_Excerpted text_.
==================================================

Popper won many awards and honours in his field, including the Lippincott Award of the American Political Science Association, the Sonning Prize, the Otto Hahn Peace Medal of the United Nations Association of Germany in Berlin and fellowships in the Royal Society, British Academy, London School of Economics, King's College London, Darwin College, Cambridge, Austrian Academy of Sciences and Charles University, Prague. Austria awarded him the Grand Decoration of Honour in Gold for Services to the Republic of Austria in 1986, and the Federal Republic of Germany its Grand Cross with Star and Sash of the Order of Merit, and the peace class of the Order Pour le Mérite. He was knighted by Queen Elizabeth II in 1965, and was elected a Fellow of the Royal Society in 1976. He was invested with the insignia of a Member of the Order of the Companions of Honour in the 1982 Birthday Honours.

==================================================

_Assignment A_.
Answer these from the passage on Popper's honors:
(i) In what year was he knighted by Queen Elizabeth II?
(ii) In what year did Austria give him the Grand Decoration of Honour in Gold?
(iii) In which honors list was he invested with the insignia of a Member of the Order of the Companions of Honour?
_Assignment B_.
Write out the stretch of the passage on Popper's honors from "Popper won many" through "1982 Birthday Honours.", word for word.
_Assignment C_.
Carry the passage on Popper's honors forward, starting right after its last sentence.

Dataset entries:
==================================================

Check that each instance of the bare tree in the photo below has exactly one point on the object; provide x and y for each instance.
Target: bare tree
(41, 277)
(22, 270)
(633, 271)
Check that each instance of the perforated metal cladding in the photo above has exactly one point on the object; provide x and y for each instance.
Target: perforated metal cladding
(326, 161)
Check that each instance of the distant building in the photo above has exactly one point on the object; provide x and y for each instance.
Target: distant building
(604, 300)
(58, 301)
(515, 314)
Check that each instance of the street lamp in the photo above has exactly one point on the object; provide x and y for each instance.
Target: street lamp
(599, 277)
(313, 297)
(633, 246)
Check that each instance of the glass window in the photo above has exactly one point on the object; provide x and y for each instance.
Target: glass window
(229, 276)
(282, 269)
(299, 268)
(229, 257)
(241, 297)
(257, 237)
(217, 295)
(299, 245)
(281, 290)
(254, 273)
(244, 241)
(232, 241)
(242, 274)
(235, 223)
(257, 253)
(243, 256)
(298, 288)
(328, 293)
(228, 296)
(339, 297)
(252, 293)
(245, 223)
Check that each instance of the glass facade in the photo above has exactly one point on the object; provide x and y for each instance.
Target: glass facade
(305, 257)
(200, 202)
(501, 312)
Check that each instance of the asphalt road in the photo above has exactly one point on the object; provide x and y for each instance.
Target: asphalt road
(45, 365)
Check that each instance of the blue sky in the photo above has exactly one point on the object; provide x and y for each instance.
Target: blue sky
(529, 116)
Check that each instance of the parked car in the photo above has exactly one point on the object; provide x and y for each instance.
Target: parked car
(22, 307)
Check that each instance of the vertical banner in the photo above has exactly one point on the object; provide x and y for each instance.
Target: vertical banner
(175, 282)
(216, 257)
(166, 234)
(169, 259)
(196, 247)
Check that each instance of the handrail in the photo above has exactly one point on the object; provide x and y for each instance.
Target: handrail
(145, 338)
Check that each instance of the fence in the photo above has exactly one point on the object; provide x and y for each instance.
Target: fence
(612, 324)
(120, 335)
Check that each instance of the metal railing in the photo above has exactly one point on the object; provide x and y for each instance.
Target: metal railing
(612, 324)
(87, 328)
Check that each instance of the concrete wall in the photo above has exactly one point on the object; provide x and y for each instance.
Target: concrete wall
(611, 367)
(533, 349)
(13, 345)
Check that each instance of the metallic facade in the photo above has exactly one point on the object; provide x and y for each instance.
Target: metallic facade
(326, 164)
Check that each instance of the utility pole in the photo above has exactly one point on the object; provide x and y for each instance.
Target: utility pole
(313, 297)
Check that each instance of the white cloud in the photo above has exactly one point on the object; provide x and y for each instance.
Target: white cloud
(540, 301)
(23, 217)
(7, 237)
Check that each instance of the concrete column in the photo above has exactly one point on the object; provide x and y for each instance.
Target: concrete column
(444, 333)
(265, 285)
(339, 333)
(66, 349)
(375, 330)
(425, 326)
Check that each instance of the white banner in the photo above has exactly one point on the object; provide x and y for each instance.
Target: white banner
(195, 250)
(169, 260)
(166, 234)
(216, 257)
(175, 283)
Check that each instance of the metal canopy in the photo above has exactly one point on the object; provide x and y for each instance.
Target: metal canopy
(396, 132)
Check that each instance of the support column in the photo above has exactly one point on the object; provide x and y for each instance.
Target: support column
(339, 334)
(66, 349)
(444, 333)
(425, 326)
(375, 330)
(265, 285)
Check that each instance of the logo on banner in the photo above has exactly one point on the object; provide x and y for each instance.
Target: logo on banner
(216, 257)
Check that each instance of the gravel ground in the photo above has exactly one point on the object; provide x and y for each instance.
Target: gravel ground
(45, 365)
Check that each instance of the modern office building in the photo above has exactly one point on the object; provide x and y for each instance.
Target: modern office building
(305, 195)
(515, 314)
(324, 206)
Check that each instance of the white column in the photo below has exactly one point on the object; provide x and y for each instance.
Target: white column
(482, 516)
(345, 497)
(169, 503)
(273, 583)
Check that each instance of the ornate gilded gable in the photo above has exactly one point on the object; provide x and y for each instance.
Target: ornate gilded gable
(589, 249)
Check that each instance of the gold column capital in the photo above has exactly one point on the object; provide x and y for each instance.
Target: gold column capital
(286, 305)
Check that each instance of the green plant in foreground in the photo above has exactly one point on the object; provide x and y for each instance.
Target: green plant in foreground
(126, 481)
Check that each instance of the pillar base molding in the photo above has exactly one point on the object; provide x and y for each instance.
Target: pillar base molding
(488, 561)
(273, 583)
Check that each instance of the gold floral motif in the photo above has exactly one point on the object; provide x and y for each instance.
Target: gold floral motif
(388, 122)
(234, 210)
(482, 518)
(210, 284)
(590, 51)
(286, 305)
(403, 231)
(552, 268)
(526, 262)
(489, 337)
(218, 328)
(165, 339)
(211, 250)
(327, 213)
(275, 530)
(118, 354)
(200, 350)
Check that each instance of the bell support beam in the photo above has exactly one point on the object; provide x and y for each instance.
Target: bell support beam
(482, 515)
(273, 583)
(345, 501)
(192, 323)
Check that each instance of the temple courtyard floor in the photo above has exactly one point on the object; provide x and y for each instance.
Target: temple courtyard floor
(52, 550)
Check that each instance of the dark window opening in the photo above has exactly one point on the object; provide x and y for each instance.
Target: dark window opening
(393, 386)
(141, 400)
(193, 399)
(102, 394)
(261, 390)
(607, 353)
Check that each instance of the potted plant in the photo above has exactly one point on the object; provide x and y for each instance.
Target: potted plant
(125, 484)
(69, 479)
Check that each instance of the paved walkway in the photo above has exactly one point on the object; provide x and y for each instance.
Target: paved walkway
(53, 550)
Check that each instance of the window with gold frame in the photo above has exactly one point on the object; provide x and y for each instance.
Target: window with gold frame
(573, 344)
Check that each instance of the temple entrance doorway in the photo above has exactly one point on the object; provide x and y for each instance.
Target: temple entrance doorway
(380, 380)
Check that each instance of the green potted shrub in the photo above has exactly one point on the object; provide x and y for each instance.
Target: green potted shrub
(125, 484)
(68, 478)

==================================================

_Final answer A_.
(i) 1965
(ii) 1986
(iii) The 1982 Birthday Honours

_Final answer B_.
Popper won many awards and honours in his field, including the Lippincott Award of the American Political Science Association, the Sonning Prize, the Otto Hahn Peace Medal of the United Nations Association of Germany in Berlin and fellowships in the Royal Society, British Academy, London School of Economics, King's College London, Darwin College, Cambridge, Austrian Academy of Sciences and Charles University, Prague. Austria awarded him the Grand Decoration of Honour in Gold for Services to the Republic of Austria in 1986, and the Federal Republic of Germany its Grand Cross with Star and Sash of the Order of Merit, and the peace class of the Order Pour le Mérite. He was knighted by Queen Elizabeth II in 1965, and was elected a Fellow of the Royal Society in 1976. He was invested with the insignia of a Member of the Order of the Companions of Honour in the 1982 Birthday Honours.

_Final answer C_.
Other awards and recognition for Popper included the City of Vienna Prize for the Humanities (1965), Karl Renner Prize (1978), Austrian Decoration for Science and Art (1980), Dr. Leopold Lucas Prize of the University of Tübingen (1980), Ring of Honour of the City of Vienna (1983) and the Premio Internazionale of the Italian Federico Nietzsche Society (1988). In 1989, he was the first awarded the Prize International Catalonia for "his work to develop cultural, scientific and human values all around the world". In 1992, he was awarded the Kyoto Prize in Arts and Philosophy for "symbolising the open spirit of the 20th century" and for his "enormous influence on the formation of the modern intellectual climate".

== Philosophy ==

=== Background to Popper's ideas ===
Popper's rejection of Marxism during his teenage years left a profound mark on his thought. He had at one point joined a socialist association, and for a few months in 1919 considered himself a communist. Although it is known that Popper worked as an office boy at the communist headquarters, whether or not he ever became a member of the Communist Party is unclear. During this time he became familiar with the Marxist view of economics, class conflict, and history. Although he quickly became disillusioned with the views expounded by Marxists, his flirtation with the ideology led him to distance himself from those who believed that spilling blood for the sake of a revolution was necessary. He then took the view that when it came to sacrificing human lives, one was to think and act with extreme prudence.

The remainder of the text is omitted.